▶ [GIVEN EXERCISE]
Copy out every one of the records below word for word, leaving out the pictures.

▶ [INFORMATION SHOWN]

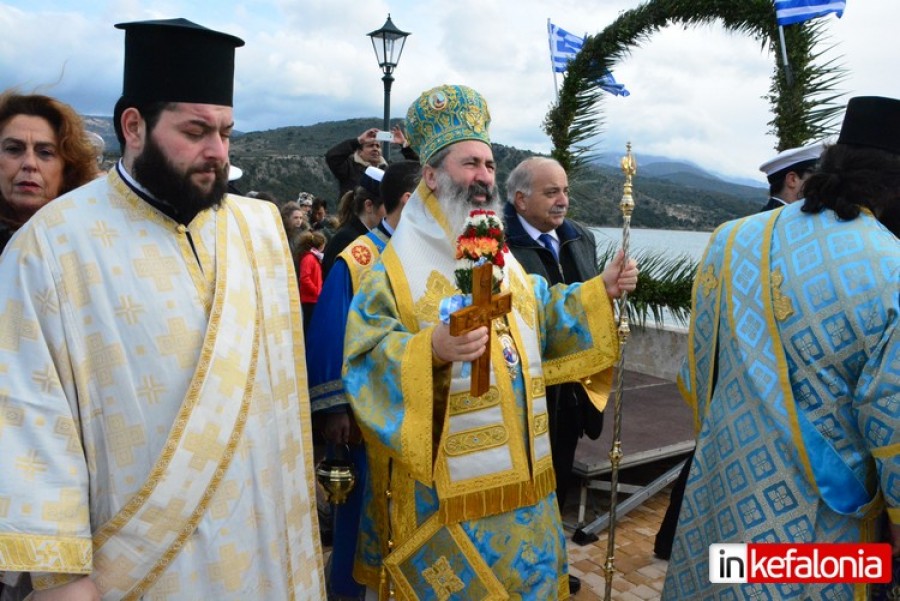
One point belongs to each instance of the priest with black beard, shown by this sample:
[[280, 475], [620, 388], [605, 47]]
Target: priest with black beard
[[157, 441]]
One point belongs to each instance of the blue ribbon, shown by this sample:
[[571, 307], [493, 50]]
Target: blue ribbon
[[451, 305]]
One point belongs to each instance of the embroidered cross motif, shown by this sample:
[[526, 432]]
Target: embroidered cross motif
[[163, 520], [708, 280], [442, 579], [205, 446], [24, 328], [180, 341], [484, 309], [783, 306], [104, 358], [113, 573], [231, 568], [362, 254], [123, 439], [68, 513], [158, 268]]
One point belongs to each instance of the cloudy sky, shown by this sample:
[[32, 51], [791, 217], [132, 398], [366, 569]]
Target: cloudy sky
[[696, 94]]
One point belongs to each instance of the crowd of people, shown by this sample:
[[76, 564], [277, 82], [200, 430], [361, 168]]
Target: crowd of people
[[171, 353]]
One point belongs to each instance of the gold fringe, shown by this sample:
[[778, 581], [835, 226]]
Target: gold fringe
[[38, 553], [473, 506]]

▶ [FULL OUTPUT]
One point belongs to each instance of the priest with black beard, shown by this sample:
[[280, 475], [620, 388], [605, 47]]
Target: priest with black beard
[[157, 441]]
One point belongs to each instance of the blue ribbon, shown by this sample:
[[571, 307], [493, 50]]
Target: blue ribbon
[[451, 305]]
One point belongs to each instance of the embroidered cross motif, shown by this sample:
[[526, 432]]
Target: embroidered cross motif
[[163, 520], [708, 280], [442, 579], [205, 446], [24, 328], [180, 341], [484, 309], [783, 306], [104, 358], [113, 573], [231, 568], [362, 254], [123, 439], [68, 513], [158, 268]]
One point belongs to each instance of the cloudy sky, shown by this sample:
[[32, 51], [791, 217], [132, 398], [366, 569]]
Target: cloudy sky
[[696, 94]]
One point belongs to each instance of the crowd of people, shown by this sample:
[[76, 564], [277, 82], [200, 430], [361, 168]]
Target: crowd of people
[[171, 353]]
One point belongs to each instance of the gold fringe, shown by this sample:
[[778, 581], [835, 226]]
Target: gold fringe
[[38, 553], [473, 506]]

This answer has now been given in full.